▼▼▼
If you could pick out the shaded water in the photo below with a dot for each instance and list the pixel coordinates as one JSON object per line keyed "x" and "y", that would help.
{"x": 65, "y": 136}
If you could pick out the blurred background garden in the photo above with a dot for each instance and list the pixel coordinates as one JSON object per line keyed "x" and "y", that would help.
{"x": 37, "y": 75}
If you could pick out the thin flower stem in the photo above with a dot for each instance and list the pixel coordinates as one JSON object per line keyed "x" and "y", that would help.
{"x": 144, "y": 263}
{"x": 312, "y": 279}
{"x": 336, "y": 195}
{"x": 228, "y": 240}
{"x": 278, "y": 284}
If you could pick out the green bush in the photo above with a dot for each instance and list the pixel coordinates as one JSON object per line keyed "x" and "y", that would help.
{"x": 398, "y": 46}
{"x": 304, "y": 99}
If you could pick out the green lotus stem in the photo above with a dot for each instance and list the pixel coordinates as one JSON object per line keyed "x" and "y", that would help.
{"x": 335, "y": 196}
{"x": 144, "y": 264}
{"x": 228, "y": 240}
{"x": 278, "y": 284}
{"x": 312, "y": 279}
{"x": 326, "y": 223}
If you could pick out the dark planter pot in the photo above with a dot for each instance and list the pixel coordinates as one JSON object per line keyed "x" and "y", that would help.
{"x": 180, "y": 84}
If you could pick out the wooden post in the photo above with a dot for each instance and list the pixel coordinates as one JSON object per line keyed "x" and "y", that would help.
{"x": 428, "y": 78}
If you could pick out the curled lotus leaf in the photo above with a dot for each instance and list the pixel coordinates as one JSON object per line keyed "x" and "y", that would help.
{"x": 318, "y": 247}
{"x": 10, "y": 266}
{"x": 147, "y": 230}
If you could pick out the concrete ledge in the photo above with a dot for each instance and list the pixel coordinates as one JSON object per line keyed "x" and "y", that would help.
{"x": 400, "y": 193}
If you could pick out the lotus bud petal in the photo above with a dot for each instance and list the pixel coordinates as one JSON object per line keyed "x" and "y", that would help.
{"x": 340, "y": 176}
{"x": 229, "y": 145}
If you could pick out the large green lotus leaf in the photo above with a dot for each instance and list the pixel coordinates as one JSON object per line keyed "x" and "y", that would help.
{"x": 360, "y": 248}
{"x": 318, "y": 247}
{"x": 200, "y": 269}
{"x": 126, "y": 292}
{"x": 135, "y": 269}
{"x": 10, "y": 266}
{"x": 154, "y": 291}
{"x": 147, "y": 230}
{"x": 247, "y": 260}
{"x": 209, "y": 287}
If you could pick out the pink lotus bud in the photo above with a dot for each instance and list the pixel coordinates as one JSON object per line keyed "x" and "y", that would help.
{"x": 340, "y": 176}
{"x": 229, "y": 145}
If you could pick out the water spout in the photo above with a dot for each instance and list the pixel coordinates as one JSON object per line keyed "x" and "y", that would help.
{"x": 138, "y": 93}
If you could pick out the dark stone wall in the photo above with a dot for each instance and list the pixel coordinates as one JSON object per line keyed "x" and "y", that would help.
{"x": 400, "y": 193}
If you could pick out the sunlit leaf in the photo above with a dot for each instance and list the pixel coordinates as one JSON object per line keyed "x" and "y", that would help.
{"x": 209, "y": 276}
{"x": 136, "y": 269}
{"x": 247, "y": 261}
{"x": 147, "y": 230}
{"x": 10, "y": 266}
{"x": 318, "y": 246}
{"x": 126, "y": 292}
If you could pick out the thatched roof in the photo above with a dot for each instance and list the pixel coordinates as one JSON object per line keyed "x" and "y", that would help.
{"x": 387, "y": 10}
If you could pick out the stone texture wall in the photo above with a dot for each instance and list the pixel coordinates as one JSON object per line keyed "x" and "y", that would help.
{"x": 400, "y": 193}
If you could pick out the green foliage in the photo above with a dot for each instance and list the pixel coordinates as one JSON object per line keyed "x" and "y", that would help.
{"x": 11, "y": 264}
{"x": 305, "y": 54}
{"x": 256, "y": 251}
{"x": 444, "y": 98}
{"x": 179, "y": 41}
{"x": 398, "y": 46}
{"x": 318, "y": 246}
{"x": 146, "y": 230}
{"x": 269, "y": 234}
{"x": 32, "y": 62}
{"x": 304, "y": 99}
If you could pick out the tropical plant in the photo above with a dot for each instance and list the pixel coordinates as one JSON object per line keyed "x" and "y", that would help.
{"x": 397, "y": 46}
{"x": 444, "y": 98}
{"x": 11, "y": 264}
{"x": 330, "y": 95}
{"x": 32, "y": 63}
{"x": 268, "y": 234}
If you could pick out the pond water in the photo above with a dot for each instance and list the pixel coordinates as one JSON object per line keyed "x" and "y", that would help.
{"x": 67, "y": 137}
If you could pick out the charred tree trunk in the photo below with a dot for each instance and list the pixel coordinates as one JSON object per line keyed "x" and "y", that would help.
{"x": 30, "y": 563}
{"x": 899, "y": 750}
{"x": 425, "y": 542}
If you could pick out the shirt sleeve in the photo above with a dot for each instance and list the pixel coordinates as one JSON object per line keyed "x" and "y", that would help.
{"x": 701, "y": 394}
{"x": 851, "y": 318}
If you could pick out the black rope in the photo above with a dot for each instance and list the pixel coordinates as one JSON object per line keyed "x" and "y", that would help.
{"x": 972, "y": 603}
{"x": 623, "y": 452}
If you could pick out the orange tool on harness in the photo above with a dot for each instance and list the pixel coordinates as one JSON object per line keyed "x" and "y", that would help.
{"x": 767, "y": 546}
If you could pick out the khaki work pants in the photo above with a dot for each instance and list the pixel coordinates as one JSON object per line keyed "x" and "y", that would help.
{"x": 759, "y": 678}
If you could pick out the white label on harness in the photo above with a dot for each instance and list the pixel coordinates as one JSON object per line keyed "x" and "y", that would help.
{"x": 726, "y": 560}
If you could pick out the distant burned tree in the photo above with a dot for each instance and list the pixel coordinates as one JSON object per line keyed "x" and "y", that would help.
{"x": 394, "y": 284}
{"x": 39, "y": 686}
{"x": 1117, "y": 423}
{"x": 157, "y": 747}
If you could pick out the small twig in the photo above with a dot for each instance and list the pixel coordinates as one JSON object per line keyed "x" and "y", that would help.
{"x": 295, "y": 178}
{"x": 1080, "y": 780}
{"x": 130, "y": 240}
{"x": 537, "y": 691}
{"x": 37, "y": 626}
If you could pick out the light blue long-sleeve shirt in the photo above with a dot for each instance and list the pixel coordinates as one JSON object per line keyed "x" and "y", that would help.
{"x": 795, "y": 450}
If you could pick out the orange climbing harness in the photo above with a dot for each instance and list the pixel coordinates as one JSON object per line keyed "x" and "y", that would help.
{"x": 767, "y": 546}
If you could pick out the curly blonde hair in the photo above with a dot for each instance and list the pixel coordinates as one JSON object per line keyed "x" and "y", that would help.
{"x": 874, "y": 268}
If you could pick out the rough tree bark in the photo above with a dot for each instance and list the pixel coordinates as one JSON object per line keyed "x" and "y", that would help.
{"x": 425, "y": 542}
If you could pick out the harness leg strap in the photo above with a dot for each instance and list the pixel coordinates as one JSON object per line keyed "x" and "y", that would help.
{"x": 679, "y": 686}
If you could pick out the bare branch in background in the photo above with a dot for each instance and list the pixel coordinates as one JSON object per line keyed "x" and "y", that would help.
▲▲▲
▸ **YOUR INSTRUCTIONS**: Everything in the data above must be reproduced exactly.

▸ **SOLVED PROBLEM**:
If you could pick out the shaded water in the photo below with a dot for each instance and list the pixel coordinates as one JSON object per line keyed "x" and "y", that would help.
{"x": 65, "y": 136}
If you could pick out the blurred background garden in the photo above with a dot for each instance and list the pixel coordinates as one JSON object per line keyed "x" and "y", that would help.
{"x": 37, "y": 75}
If you could pick out the thin flower stem in the photo above with a dot for each instance and list the pixel coordinates as one JSON object per line keyed "x" and "y", that would help.
{"x": 144, "y": 263}
{"x": 312, "y": 279}
{"x": 336, "y": 195}
{"x": 228, "y": 240}
{"x": 278, "y": 284}
If you could pick out the green bush in the photo above with a dot for each instance and list the pixel coordinates as one JSON object per line keyed "x" and "y", that would help.
{"x": 398, "y": 46}
{"x": 304, "y": 99}
If you could pick out the green lotus stem in the photo above with a dot for each instance and list the pixel coordinates as one JSON object per line keyed "x" and "y", that would help.
{"x": 335, "y": 196}
{"x": 144, "y": 264}
{"x": 228, "y": 240}
{"x": 278, "y": 284}
{"x": 312, "y": 279}
{"x": 326, "y": 223}
If you could pick out the dark planter pot in the photo above with a dot for each instance and list the pixel coordinates as one JSON object per line keyed "x" and "y", that would help.
{"x": 180, "y": 84}
If you could pick out the wooden post in the photo above with a dot for each instance and list the pixel coordinates as one JSON object per line keyed "x" and "y", that would help.
{"x": 428, "y": 78}
If you could pick out the curled lotus leaf in the photo above with a dot for each instance and list the pixel coordinates as one JSON object per line keyed "x" and "y", that would help.
{"x": 318, "y": 247}
{"x": 10, "y": 266}
{"x": 147, "y": 230}
If you could pick out the concrete ledge in the photo above with a dot for each instance and list the pixel coordinates as one JSON object per line keyed "x" and "y", that would help.
{"x": 400, "y": 193}
If you could pick out the lotus bud petal in the photo above with a dot for each instance and list the pixel coordinates as one JSON object per line keyed "x" and "y", that would help.
{"x": 340, "y": 176}
{"x": 229, "y": 145}
If you could pick out the large green lotus leaf in the photo above with a dot for each instance and list the pixel coordinates as one JSON object per line keyed "x" and "y", that would help.
{"x": 360, "y": 248}
{"x": 318, "y": 247}
{"x": 200, "y": 269}
{"x": 126, "y": 292}
{"x": 135, "y": 269}
{"x": 10, "y": 266}
{"x": 154, "y": 291}
{"x": 147, "y": 230}
{"x": 247, "y": 260}
{"x": 209, "y": 287}
If you could pick out the pink lotus bud in the photo above with a dot for each instance and list the pixel coordinates as one JSON object per line keyed "x" and "y", that would help.
{"x": 340, "y": 176}
{"x": 229, "y": 145}
If you could pick out the water spout in the photo above with a dot for each instance and list the pixel coordinates as one JSON object per line keyed "x" and "y", that would help.
{"x": 138, "y": 93}
If you could pick out the dark stone wall in the photo above with a dot for each instance and list the pixel coordinates as one JSON object per line keyed "x" and "y", that would help.
{"x": 400, "y": 193}
If you could pick out the sunlit leaf in the photo above with a dot for each instance and list the pixel coordinates as one JSON object per line keyed "x" and "y", that would help.
{"x": 209, "y": 276}
{"x": 136, "y": 269}
{"x": 247, "y": 261}
{"x": 147, "y": 230}
{"x": 10, "y": 266}
{"x": 318, "y": 246}
{"x": 126, "y": 292}
If you could pick out the thatched roof in the photo above with a dot for each instance and list the pixel coordinates as one JSON object per line keyed "x" and "y", that would help.
{"x": 387, "y": 10}
If you could pick out the stone texture wall in the photo above with a dot for each instance and list the pixel coordinates as one JSON object per line keyed "x" and "y", that would help.
{"x": 400, "y": 193}
If you could pick out the green foliage in the photo above with a dot for each instance and list the pixel coordinates as one JSON object per line keyed "x" and "y", that would help.
{"x": 11, "y": 264}
{"x": 305, "y": 54}
{"x": 256, "y": 251}
{"x": 444, "y": 98}
{"x": 179, "y": 41}
{"x": 398, "y": 46}
{"x": 318, "y": 246}
{"x": 146, "y": 230}
{"x": 269, "y": 234}
{"x": 32, "y": 62}
{"x": 304, "y": 99}
If you could pick out the tropical plant in the photo above with a dot for each instance and list the pixel coordinates as one JSON object per line keyed "x" and "y", that would help.
{"x": 397, "y": 46}
{"x": 444, "y": 98}
{"x": 11, "y": 264}
{"x": 330, "y": 95}
{"x": 32, "y": 63}
{"x": 268, "y": 234}
If you could pick out the pond water in the photo above with a dot for each instance and list the pixel coordinates as one JSON object per line keyed "x" and "y", that would help.
{"x": 67, "y": 137}
If you could pick out the charred tree trunk in the photo below with a dot for each instance and list the pixel coordinates as one JSON object per line keyed "x" and "y", that would help.
{"x": 30, "y": 563}
{"x": 899, "y": 750}
{"x": 425, "y": 542}
If you could pick out the shirt sleeve in the photo above with a dot for each instance and list the pixel coordinates as one JSON object per line keyed "x" and "y", that would help.
{"x": 701, "y": 394}
{"x": 851, "y": 318}
If you could pick out the black rope in the photo above with a dot for each instance and list the pixel coordinates as one JSON object per line keyed "x" and "y", that would help.
{"x": 972, "y": 603}
{"x": 623, "y": 452}
If you could pick out the orange tool on harness in the photo above with a dot for each instance and list the pixel coordinates as one JSON object per line keyed "x" and "y", that would help.
{"x": 767, "y": 546}
If you could pick out the khaki work pants in the photo above with a dot for each instance and list the pixel coordinates as one JSON object per line keyed "x" and "y", that would help.
{"x": 759, "y": 678}
If you could pick out the white label on harness in the photo above with a dot for each instance and list the pixel coordinates as one JSON object per line keyed "x" and "y", that would help.
{"x": 726, "y": 560}
If you could pick out the distant burned tree in the photo above with a dot for each instance and list the pixel coordinates as one JSON object per line keyed "x" and "y", that would help.
{"x": 394, "y": 284}
{"x": 39, "y": 686}
{"x": 1117, "y": 423}
{"x": 157, "y": 747}
If you could pick out the small twig in the photo above with a dot for each instance and list the pixel coordinates as one JSON object per line keyed "x" and "y", that would help.
{"x": 295, "y": 178}
{"x": 1080, "y": 780}
{"x": 130, "y": 240}
{"x": 537, "y": 691}
{"x": 37, "y": 626}
If you could pick out the light blue long-sleeve shirt in the photo above with a dot for each instance and list the pixel coordinates as one JSON object per line keyed "x" and "y", that would help.
{"x": 795, "y": 450}
If you could pick out the orange climbing harness in the photo above with a dot for each instance and list the pixel coordinates as one JSON object per line keyed "x" and "y", that would help.
{"x": 767, "y": 546}
If you could pick out the curly blonde hair in the photo above with a dot for each instance and list the pixel coordinates as one JSON object per line keyed "x" and "y", that would help.
{"x": 874, "y": 268}
If you could pick out the rough tree bark in the photo above with a dot for each instance and list the pixel coordinates as one JSON object per line keyed "x" and "y", that would help.
{"x": 425, "y": 542}
If you could pick out the harness leg strap in the photo above with a dot for each instance and list the pixel coordinates as one JSON object per line keyed "x" and "y", that would help.
{"x": 679, "y": 686}
If you could pick out the bare branch in background in the photo above with a dot for each instance and list the pixel coordinates as one JSON object per line keyed "x" and "y", that would help.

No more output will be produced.